* **Collected data entries**

= = =

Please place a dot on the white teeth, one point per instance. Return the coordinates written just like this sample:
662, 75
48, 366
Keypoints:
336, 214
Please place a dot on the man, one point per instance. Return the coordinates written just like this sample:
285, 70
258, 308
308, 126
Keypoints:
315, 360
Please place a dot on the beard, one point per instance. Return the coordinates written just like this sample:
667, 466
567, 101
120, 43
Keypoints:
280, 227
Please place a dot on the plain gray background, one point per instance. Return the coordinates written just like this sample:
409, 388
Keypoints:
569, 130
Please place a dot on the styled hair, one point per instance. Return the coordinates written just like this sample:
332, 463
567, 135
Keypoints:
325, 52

= = =

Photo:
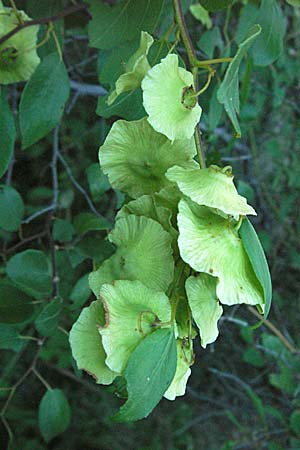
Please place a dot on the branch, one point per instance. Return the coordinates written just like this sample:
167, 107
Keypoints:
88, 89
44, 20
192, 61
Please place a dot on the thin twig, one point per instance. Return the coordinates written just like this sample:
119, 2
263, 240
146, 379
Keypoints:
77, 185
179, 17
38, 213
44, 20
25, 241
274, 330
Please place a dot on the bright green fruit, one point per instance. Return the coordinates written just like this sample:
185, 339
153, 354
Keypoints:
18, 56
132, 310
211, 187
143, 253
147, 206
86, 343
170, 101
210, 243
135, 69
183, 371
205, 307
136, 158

= = =

* **What you will do**
Pick out each line in the records above that contains the word "coordinates", and copy those lines. Treat uppercase and lowercase as different.

* **Output below**
Please place a dot on the white teeth, one point per instance. Return the coordinates written just like this sample:
Please place a dot on the man, one point per instance. Return the coordinates written just like this sample:
Please place a dot on the beard, one point per instance. Return the coordinates written just like this sample:
Please place a dot on the plain gray background, one point per instance. Return the coordinates written just like this sample:
Please place a dot on the styled hair, one point per instance. Return the coordinates written just like this sample:
Please place a dot on the branch, one point per instance. Return the coordinates written just like this sample:
Please place a dot on the thin twig, one point per instance. Return the coordinates written just like this sample:
Please place a dot on the bright green fruit, one point per instance. Return the coordinates written just like this sample:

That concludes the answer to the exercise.